→ **Instructions for the task**
Locate each line in the records containing the word "instance" and copy those lines.

=== Dataset ===

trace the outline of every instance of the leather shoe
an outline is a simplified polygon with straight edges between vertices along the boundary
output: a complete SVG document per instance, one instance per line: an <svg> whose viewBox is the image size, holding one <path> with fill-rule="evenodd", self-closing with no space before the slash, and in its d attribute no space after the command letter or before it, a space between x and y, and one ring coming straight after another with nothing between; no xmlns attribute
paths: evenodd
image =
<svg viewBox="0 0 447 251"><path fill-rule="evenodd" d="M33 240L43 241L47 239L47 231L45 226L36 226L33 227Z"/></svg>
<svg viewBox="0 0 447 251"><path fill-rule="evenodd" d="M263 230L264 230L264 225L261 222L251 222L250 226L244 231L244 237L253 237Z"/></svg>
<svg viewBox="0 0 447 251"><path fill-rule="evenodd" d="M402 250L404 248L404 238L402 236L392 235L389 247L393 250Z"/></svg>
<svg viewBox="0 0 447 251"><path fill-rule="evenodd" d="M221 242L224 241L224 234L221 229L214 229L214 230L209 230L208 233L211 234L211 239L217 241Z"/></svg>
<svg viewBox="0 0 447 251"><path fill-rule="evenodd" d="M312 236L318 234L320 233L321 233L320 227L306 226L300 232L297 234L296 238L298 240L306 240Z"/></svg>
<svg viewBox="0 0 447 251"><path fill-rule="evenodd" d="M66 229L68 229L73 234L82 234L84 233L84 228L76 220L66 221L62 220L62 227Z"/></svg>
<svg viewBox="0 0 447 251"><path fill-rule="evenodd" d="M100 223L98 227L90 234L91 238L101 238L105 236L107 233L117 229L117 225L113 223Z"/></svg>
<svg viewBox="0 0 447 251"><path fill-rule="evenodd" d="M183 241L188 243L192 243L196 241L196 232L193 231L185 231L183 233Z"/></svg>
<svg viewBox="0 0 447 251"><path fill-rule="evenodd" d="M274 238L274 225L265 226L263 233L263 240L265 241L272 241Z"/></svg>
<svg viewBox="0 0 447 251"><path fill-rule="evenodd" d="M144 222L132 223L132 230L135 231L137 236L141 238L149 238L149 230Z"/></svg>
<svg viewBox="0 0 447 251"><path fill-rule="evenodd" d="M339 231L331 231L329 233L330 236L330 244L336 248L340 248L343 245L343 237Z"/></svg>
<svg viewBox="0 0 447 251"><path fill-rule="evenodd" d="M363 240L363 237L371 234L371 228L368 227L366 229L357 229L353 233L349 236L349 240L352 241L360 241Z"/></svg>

===

→ **Task output**
trace the outline of every instance of the leather shoe
output: a complete SVG document per instance, one instance per line: an <svg> whose viewBox is the image size, holding one <path> with fill-rule="evenodd", self-closing with no space before the slash, and in its d attribute no space after the command letter or before it, a space between x and y, and one ring coming straight after another with nothing between; no xmlns attribute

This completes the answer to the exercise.